In the data that follows, find the line containing "Each instance receives one keypoint. Mark the man with beige"; then quote that line and every line after it, exactly, through the last one.

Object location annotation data
▼
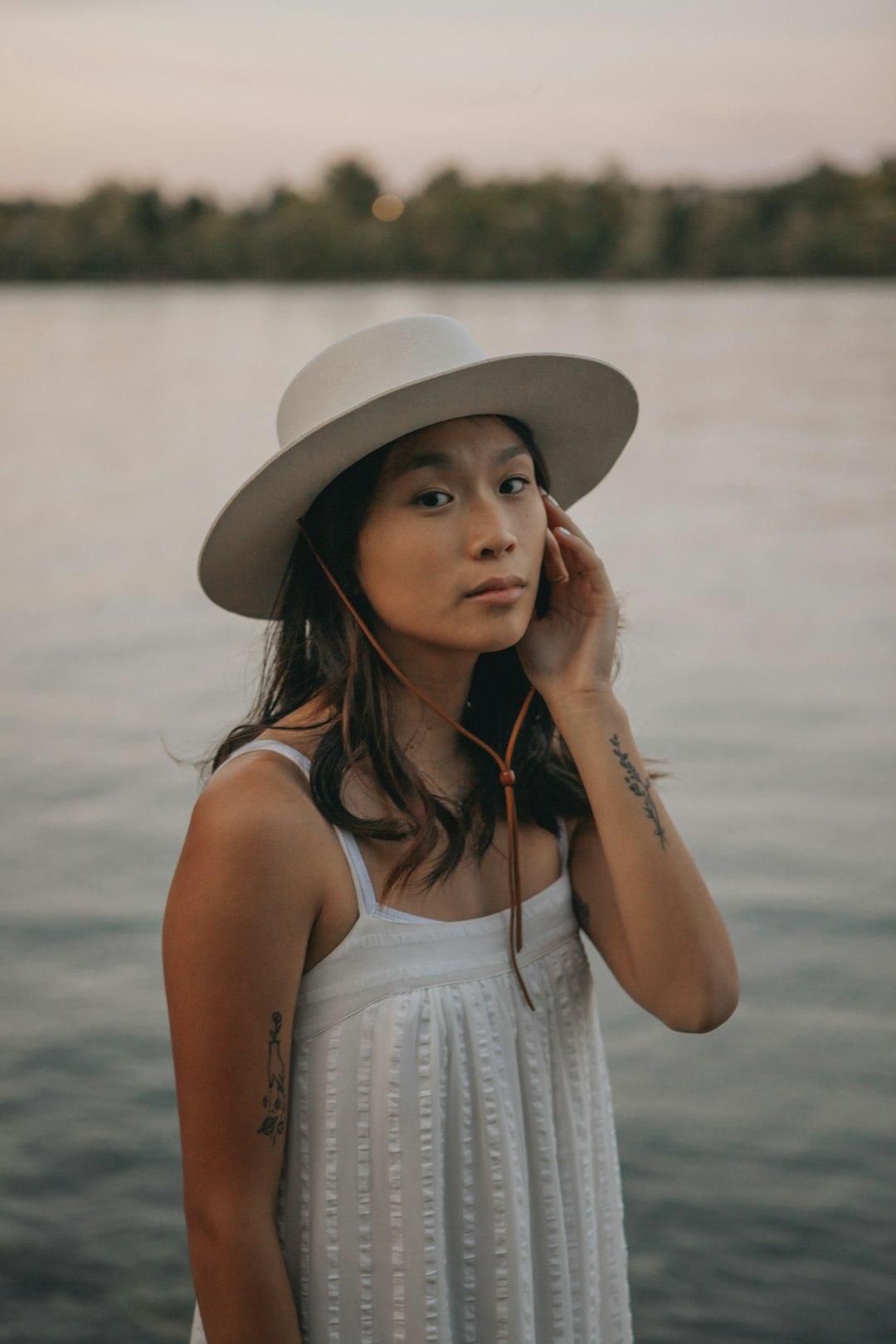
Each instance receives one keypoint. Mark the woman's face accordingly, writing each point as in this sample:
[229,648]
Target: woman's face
[457,503]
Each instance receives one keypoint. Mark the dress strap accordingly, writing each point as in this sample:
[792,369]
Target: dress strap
[363,886]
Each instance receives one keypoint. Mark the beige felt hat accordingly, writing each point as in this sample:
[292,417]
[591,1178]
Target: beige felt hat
[383,382]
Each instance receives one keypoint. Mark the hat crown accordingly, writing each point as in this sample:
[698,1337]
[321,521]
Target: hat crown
[370,363]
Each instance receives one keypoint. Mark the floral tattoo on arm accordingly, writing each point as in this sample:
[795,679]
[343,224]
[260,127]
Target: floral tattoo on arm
[640,788]
[275,1099]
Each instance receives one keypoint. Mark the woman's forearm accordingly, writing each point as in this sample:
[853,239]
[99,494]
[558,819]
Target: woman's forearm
[242,1287]
[679,947]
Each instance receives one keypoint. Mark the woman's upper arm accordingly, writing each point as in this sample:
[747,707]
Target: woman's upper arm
[240,913]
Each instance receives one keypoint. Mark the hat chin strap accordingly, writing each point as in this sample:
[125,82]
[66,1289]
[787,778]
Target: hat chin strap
[508,777]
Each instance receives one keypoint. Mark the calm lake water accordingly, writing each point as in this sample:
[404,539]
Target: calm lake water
[748,528]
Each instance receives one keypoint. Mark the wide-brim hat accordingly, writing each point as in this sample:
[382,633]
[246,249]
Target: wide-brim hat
[387,381]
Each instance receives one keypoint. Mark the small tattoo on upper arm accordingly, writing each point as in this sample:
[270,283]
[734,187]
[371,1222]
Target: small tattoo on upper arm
[638,786]
[582,908]
[275,1099]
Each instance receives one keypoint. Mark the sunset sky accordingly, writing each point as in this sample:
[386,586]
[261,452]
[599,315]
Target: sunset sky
[232,95]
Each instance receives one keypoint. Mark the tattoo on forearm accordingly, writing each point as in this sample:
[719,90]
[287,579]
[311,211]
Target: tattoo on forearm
[638,786]
[582,910]
[275,1099]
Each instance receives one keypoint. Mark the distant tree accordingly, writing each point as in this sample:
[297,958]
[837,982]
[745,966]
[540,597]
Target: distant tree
[351,186]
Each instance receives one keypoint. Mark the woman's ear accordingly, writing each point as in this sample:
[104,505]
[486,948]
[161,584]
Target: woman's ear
[543,596]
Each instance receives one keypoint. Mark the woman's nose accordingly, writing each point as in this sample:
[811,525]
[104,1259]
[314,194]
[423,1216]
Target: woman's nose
[494,537]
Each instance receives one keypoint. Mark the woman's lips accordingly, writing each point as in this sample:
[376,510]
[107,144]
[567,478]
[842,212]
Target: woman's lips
[497,597]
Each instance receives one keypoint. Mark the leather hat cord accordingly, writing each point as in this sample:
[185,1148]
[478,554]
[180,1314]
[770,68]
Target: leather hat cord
[508,777]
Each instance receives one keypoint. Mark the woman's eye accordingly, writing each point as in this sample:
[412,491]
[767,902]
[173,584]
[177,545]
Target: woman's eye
[429,494]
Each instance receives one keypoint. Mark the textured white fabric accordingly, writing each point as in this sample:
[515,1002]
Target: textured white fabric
[450,1172]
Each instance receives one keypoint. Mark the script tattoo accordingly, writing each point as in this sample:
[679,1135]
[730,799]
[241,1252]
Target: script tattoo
[275,1099]
[638,786]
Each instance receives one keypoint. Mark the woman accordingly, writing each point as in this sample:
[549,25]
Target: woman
[394,1103]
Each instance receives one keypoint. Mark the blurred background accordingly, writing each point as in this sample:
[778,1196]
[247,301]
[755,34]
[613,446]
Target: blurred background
[195,199]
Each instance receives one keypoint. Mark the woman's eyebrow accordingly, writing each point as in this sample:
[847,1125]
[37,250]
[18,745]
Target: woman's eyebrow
[418,460]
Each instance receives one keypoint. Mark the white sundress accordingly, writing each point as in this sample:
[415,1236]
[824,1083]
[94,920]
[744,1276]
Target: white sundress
[450,1170]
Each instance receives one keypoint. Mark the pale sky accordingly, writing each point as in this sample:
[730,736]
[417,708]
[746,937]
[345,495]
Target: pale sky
[232,95]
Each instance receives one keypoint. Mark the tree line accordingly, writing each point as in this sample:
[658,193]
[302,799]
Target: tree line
[826,222]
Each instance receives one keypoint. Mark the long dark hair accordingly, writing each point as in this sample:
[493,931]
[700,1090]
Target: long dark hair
[317,650]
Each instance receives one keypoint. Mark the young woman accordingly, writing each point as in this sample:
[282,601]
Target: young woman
[394,1103]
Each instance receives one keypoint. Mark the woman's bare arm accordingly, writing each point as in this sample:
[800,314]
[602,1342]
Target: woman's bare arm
[241,908]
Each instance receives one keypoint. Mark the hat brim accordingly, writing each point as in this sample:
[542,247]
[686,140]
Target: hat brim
[582,413]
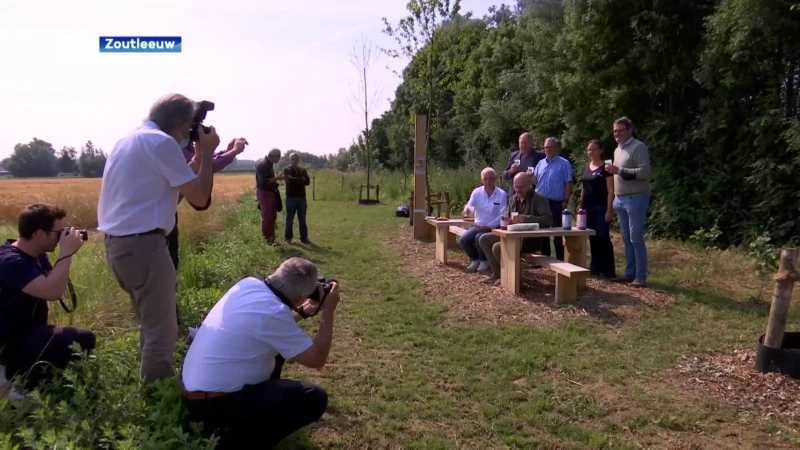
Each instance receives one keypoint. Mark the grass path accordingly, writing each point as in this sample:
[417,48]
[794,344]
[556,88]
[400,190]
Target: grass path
[401,374]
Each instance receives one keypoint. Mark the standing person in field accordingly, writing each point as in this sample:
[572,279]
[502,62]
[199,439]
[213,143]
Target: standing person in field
[528,157]
[267,192]
[631,171]
[554,181]
[296,179]
[597,199]
[144,174]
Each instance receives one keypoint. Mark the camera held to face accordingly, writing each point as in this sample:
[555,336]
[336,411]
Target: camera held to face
[202,108]
[326,288]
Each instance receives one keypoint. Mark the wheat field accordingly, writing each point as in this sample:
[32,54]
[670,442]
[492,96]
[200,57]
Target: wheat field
[78,196]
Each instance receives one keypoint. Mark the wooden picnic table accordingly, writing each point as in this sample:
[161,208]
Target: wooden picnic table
[442,228]
[575,246]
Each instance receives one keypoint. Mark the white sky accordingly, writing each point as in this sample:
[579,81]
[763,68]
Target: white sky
[276,70]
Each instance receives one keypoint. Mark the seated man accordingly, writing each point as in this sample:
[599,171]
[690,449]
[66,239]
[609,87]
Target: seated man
[487,201]
[28,345]
[231,375]
[531,207]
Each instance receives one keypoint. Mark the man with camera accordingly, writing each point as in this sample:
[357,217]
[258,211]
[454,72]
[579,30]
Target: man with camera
[232,372]
[28,282]
[220,161]
[143,177]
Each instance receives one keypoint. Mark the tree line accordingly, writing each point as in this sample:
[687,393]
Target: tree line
[711,86]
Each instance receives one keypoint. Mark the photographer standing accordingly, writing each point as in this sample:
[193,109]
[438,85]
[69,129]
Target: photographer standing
[144,174]
[220,161]
[232,373]
[28,344]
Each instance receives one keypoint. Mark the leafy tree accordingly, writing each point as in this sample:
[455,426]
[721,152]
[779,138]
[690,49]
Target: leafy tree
[67,160]
[34,159]
[92,161]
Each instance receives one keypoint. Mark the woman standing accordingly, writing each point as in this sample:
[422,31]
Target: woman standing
[597,198]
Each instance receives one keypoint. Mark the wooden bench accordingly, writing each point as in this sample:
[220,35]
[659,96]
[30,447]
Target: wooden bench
[568,276]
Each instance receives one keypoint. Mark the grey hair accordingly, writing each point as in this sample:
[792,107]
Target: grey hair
[296,278]
[555,140]
[171,111]
[624,121]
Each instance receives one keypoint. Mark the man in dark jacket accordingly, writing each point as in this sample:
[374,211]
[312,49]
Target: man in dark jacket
[296,181]
[267,193]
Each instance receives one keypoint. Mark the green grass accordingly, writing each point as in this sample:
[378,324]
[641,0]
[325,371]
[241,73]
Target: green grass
[402,372]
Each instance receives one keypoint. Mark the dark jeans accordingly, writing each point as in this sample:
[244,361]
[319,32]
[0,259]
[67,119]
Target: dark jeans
[470,242]
[296,205]
[260,415]
[558,241]
[600,245]
[32,354]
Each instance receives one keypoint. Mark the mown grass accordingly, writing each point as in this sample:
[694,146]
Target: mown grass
[402,374]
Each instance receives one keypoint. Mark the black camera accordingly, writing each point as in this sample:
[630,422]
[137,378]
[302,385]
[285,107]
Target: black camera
[202,108]
[326,288]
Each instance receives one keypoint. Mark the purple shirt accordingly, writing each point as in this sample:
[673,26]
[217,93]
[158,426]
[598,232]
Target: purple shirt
[220,161]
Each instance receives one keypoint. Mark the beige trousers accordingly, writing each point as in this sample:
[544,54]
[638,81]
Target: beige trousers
[142,266]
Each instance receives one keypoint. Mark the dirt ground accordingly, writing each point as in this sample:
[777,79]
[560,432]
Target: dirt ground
[475,297]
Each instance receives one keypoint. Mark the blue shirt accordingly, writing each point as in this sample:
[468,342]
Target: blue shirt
[20,312]
[552,177]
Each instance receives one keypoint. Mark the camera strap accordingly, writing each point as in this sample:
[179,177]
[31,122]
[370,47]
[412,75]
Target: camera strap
[72,297]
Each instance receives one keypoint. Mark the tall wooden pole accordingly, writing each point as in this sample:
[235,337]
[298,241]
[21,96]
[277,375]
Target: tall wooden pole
[782,297]
[420,178]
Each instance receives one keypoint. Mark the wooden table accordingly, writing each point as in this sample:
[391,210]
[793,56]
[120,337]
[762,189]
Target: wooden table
[575,245]
[442,231]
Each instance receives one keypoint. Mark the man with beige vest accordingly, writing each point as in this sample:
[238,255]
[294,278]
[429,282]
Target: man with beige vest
[531,207]
[631,171]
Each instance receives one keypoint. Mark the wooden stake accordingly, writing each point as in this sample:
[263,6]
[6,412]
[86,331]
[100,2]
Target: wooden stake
[420,170]
[782,297]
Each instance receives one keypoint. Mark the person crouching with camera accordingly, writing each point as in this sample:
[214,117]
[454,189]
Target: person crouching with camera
[28,282]
[231,376]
▲
**Right answer:**
Each instance receives one keypoint. Mark the man with beige vest accordingly, writing each point as in this sample:
[238,255]
[294,278]
[429,282]
Target: man with beige vest
[531,207]
[631,171]
Each instance receives one keypoint. Mark the wooden stake accordingly, writing each point as in this sample:
[263,6]
[6,412]
[86,331]
[100,2]
Target: wooden stake
[420,170]
[782,297]
Each instance receives one keypoint. Mark the person crouching with camera accordingly, writing each point as in this sample:
[214,117]
[454,189]
Target: person crouching with camera
[28,282]
[231,376]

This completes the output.